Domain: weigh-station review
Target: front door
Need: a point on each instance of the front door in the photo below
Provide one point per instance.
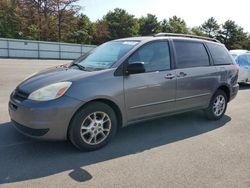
(153, 92)
(196, 79)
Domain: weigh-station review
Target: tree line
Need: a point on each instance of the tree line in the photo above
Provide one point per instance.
(61, 20)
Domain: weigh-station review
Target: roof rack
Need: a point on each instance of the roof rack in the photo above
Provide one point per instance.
(185, 35)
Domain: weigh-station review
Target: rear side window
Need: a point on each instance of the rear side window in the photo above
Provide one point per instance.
(219, 54)
(190, 54)
(243, 60)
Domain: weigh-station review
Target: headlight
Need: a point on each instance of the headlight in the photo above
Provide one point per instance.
(50, 92)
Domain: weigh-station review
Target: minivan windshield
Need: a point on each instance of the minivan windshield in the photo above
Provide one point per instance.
(105, 55)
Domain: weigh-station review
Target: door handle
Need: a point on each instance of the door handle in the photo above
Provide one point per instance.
(170, 76)
(182, 74)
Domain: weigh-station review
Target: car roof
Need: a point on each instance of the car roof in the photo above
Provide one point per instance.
(239, 52)
(152, 38)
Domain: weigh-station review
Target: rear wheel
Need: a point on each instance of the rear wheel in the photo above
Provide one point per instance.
(93, 126)
(217, 106)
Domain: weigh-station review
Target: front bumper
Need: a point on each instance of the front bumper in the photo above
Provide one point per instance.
(44, 120)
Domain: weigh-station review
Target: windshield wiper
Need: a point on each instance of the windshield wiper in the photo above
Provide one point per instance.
(79, 66)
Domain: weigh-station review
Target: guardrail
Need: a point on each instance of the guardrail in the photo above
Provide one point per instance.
(15, 48)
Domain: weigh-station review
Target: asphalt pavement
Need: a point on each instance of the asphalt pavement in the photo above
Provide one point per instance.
(184, 150)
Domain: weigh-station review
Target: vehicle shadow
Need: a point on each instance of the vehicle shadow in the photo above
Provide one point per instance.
(22, 158)
(244, 86)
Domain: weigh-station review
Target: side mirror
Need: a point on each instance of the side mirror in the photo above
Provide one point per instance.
(135, 68)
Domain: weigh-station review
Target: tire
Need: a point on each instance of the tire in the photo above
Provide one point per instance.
(93, 126)
(216, 109)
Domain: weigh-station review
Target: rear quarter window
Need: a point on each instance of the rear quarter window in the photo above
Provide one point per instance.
(219, 54)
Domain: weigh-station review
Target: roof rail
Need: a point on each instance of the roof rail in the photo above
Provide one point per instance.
(185, 35)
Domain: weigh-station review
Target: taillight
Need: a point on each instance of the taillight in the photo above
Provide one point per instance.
(237, 68)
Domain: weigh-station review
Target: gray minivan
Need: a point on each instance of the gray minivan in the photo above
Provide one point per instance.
(122, 82)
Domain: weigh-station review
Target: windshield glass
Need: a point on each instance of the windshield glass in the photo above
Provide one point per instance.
(106, 55)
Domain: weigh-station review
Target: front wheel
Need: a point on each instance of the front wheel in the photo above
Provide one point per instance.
(217, 106)
(93, 126)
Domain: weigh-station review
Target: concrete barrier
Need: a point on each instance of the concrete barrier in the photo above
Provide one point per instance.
(15, 48)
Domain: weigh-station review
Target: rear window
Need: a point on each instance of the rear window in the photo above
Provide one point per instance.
(190, 54)
(219, 54)
(243, 60)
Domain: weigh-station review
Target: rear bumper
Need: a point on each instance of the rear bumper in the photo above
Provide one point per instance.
(234, 91)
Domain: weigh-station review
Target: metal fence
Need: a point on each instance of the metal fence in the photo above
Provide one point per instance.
(14, 48)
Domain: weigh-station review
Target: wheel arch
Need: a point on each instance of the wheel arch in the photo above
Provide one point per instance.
(108, 102)
(226, 89)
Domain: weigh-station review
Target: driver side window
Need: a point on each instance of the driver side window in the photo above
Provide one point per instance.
(155, 56)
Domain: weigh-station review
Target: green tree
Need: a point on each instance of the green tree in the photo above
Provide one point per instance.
(101, 32)
(9, 21)
(232, 35)
(149, 25)
(121, 24)
(82, 31)
(174, 25)
(210, 27)
(197, 31)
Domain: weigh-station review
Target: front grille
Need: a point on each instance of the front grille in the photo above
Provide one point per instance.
(20, 95)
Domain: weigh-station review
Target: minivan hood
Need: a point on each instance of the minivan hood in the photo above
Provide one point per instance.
(50, 76)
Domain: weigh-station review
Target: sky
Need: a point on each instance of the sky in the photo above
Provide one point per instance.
(194, 12)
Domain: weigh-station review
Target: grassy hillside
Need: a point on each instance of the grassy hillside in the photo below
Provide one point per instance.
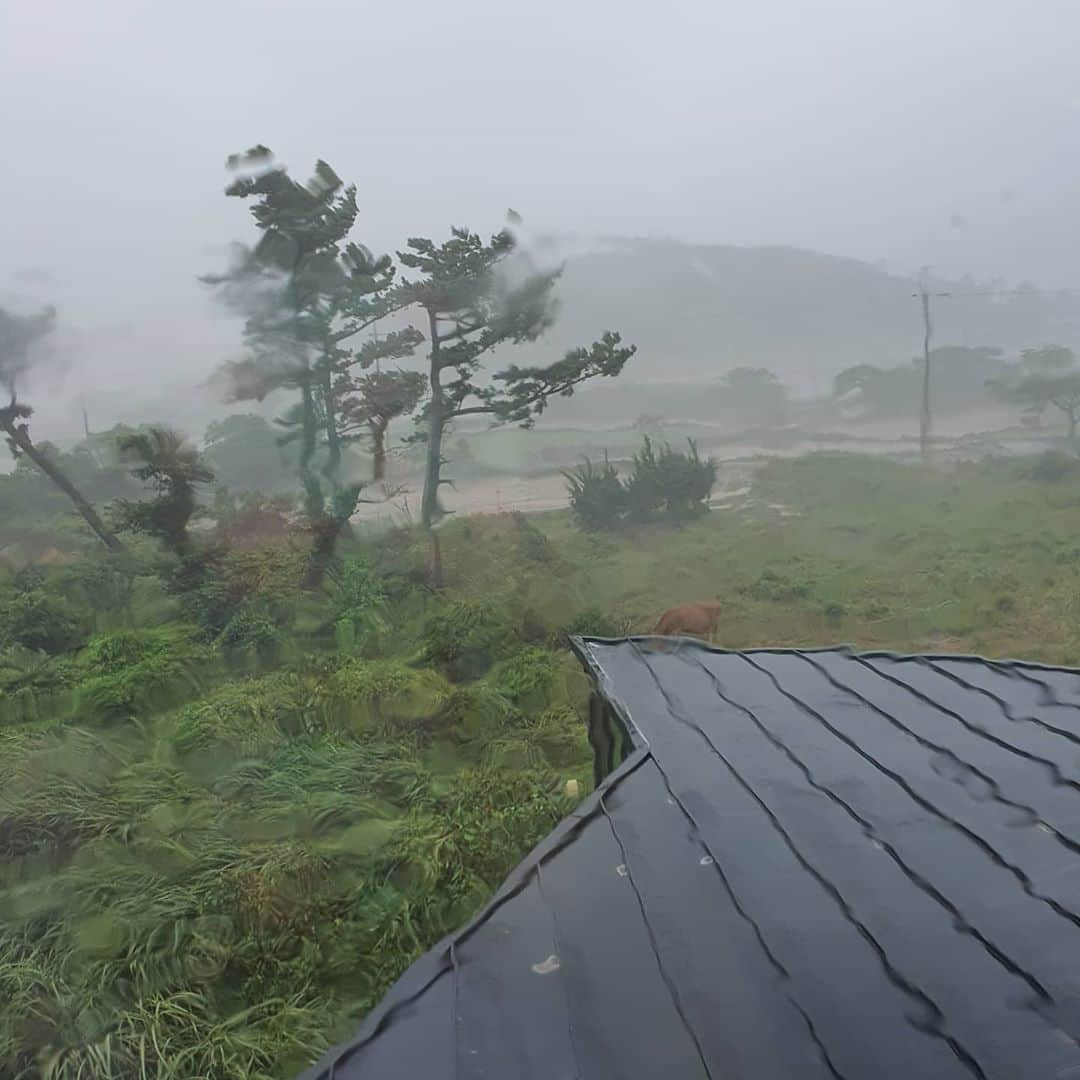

▶ [WHAT YOU WILL DO]:
Only lines containing the word "glass" should appear in the answer, and every such line from the records above must be there.

▶ [FINISHED EXERCISE]:
Target: windshield glass
Need: a point on each instance of the windshield glass in the photo above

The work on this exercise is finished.